1. Weight and Body Mass Index (BMI)
Being too light or too heavy can increase our chances of ill health. BMI is a measure of weight in relation to height and can be a useful indicator of health – current wisdom says a BMI of 18.5 to 24.9 is healthy. It doesn’t, however, take into account body composition. Some experts say BMI leads short people to believe they’re thinner than they are and tall people to believe they’re fatter. ‘But it’s still an indicator of how you’re doing,’ says HFG expert Professor David Haslam, chair of the National Obesity Forum. ‘If your BMI goes up or down from your norm, it’s handy to know and ask yourself why.
‘Recent studies also show that, as we age, being a bit heavier and maintaining weight can be better for our health,’ adds David. ‘Those aged 70 and over are better off with a BMI of between 20 and 30, as weight loss can lead to a reduction in muscle mass and bone density.’
Calculate it by taking your weight in kg and dividing it by your height in metres squared – or simply download a free BMI calculator for an iPhone, iPad or iPod touch via nhs.uk/tools.
2. Body fat
BMI and weight alone can’t identify how much of your body is muscle, fat, bone or water. One way to measure these is by Bioelectrical Impedance Analysis (BIA), which uses electrodes to estimate your total body water, then fat-free body mass and body fat (the most accurate BIA devices are known as tetrapolar and have at least four electrodes). Ideal levels of body fat are 18–24% for men and 18–30% for women.
We like the Tanita body composition BIA scales, which have inbuilt electrodes in the foot sensor pads. Many gyms now have scales that measure the amount of fat you have, as well as your weight.
3. Abdominal fat
Waist size This is a measurement of the widest part of your waist, where your belly button is. A healthy waist measurement for men should be no greater than 94cm (37in) and for women, no more than 80cm (31.5in). Above this you have a higher risk of health problems – and the further away from these measurements your waist is, the greater the risk.
Waist-to-hip ratio Your waist should be smaller than your hips for optimal health. Measure your waist, then your hips (around the widest part) and divide your waist measurement by your hip measurement. A ratio of 1 or more in men or 0.85 or more in women indicates you’re carrying too much fat around your middle.

WORK REQUEST 1:
Answer these questions using the article on weight and body measurements:
(a) What BMI range does current wisdom call healthy?
(b) What are the ideal levels of body fat for women?
(c) What is the largest healthy waist measurement for men?
WORK REQUEST 2:
For each statement, say whether the article on weight and body measurements supports it:
(a) BMI takes body composition into account.
(b) The most accurate BIA devices have at least four electrodes.
(c) A waist-to-hip ratio of 0.85 in a woman indicates too much fat around the middle.
WORK REQUEST 3:
Carry on the article on weight and body measurements from the point where it ends.

Saved entries:

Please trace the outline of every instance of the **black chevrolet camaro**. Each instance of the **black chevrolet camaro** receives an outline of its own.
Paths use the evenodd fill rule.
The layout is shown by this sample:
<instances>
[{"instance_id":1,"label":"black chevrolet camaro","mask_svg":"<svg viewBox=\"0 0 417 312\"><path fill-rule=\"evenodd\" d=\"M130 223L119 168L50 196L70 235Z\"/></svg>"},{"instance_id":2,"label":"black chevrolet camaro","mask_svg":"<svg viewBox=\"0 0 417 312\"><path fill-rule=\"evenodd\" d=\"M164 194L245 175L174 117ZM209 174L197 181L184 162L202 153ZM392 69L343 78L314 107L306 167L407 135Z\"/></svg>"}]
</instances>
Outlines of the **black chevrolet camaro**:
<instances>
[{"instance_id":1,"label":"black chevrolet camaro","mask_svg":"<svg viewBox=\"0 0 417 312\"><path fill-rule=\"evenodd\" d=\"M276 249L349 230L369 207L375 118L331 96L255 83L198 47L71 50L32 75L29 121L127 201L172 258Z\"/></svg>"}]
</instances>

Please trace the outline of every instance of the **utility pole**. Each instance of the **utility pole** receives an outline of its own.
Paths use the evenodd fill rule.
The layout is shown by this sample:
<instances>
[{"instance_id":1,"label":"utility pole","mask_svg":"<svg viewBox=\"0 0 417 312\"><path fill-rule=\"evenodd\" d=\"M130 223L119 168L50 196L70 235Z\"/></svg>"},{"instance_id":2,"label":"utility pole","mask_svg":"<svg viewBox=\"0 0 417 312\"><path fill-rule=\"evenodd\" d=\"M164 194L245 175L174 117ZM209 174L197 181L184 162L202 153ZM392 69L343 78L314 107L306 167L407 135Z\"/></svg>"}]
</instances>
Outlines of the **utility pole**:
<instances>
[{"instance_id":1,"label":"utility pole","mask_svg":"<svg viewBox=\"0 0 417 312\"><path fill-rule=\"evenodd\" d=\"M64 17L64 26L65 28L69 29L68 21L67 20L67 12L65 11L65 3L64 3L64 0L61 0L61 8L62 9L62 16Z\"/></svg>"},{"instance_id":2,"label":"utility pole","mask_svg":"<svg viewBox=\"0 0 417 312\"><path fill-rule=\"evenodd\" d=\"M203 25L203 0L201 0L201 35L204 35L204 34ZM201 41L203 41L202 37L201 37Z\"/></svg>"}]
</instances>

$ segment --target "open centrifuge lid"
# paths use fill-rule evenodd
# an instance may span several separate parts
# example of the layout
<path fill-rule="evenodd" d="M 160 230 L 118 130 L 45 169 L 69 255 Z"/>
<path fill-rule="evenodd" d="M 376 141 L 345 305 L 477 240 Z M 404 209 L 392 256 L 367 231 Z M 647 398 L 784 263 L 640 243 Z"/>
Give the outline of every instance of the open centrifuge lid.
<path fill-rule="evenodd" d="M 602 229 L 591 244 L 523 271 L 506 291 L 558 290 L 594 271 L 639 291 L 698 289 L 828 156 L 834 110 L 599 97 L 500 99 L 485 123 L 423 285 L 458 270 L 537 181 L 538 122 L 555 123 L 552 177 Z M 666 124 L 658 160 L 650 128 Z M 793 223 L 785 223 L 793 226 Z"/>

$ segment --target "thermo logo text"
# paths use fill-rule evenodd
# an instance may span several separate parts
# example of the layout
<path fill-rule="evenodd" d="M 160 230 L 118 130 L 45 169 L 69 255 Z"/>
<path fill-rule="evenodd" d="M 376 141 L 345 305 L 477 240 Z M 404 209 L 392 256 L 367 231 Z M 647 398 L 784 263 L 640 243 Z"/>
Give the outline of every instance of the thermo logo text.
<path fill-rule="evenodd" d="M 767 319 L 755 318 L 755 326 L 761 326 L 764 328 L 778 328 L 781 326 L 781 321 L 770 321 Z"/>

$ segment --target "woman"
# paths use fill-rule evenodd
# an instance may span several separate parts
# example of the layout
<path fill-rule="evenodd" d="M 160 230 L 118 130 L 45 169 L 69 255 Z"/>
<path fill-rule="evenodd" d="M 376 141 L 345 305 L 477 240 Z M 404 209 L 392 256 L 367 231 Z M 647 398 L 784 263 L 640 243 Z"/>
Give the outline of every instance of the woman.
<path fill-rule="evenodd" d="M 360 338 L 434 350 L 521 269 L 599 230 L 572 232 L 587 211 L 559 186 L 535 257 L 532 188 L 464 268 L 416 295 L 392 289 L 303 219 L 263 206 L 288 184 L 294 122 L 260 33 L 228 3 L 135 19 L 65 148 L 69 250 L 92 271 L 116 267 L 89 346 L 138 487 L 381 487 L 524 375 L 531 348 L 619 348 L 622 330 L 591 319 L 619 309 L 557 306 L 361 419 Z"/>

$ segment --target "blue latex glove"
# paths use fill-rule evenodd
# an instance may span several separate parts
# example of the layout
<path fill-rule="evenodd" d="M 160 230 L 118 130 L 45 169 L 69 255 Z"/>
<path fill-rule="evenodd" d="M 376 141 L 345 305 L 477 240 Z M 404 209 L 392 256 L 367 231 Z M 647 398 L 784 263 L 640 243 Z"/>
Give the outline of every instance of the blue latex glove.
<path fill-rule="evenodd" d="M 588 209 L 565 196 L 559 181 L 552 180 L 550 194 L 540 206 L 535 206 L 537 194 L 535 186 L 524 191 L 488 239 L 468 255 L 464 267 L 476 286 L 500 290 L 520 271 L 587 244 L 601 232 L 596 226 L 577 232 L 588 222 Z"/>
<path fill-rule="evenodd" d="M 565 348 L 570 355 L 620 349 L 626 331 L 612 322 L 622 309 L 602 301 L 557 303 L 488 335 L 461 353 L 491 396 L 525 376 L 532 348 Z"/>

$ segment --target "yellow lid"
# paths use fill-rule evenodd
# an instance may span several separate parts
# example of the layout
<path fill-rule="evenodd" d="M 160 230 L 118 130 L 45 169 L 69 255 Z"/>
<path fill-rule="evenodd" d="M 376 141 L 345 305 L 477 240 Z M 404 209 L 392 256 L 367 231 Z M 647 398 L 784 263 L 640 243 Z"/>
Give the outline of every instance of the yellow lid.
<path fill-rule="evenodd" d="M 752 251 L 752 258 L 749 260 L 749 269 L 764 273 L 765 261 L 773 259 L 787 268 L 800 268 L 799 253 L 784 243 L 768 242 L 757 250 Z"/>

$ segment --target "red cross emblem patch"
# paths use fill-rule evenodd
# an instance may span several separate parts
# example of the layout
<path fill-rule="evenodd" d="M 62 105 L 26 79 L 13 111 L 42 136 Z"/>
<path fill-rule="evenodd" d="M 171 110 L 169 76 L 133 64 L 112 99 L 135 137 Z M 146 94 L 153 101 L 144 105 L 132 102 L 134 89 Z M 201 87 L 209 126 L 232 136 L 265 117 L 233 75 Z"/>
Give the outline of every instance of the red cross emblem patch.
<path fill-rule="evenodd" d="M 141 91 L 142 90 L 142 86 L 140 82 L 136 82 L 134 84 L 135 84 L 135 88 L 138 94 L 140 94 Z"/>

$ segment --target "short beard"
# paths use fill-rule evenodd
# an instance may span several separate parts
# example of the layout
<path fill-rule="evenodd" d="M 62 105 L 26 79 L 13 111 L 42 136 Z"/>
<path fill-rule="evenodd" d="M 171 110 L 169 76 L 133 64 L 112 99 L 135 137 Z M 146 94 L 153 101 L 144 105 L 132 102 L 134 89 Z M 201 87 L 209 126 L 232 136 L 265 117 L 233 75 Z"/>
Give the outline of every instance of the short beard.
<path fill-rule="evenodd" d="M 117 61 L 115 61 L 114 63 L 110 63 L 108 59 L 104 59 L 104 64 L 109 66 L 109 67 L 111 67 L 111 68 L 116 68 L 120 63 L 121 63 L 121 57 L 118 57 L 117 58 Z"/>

WRITTEN REPLY 1:
(a) 18.5 to 24.9
(b) 18–30%
(c) 94cm (37in)

WRITTEN REPLY 2:
(a) No: "It doesn’t, however, take into account body composition."
(b) Yes: "the most accurate BIA devices are known as tetrapolar and have at least four electrodes"
(c) Yes: "0.85 or more in women indicates you’re carrying too much fat around your middle."

WRITTEN REPLY 3:
Can you move in all the ways you want to? Are you able to twist your torso and look behind you? Flexibility is important for our bodies, to help prevent strains and protect against joint pain. A good gym will have a range of flexibility tests, but here’s one you can do at home:
Sit down with your legs stretched out in front of you with your feet flat against a wall. How close your fingers can get to the wall gives you a measure of how flexible you are. If you can get your palms on the wall touch, it’s a top score; if your fingers reach, that’s good; average is 1cm–12cm away (men) or 1cm–10cm (women); poor is over 13cm away (men) or over 11cm (women).
5. Resting heart rate
The best time to measure your resting heart rate (RHR) is first thing in the morning before you get out of bed. The NHS states that most adults have an RHR of 60–100 bpm. The fitter you are, the lower it is (some athletes may have an RHR of 40–60bpm or lower!) Your risk of cardiovascular disease and death from other diseases reduces as your heart rate decreases. If you think your RHR is consistently under 40 or over 120bpm, see your GP – although this could just be normal for you.
Find the pulse on the inside of your wrist and put your index and middle finger on the thumb side. Count the beats for one minute (bmp) (or 30 seconds, then multiply by two).
There are smartphone apps that let you keep track of your heart rate at various times of day. We like Azumio Instant Heart Rate.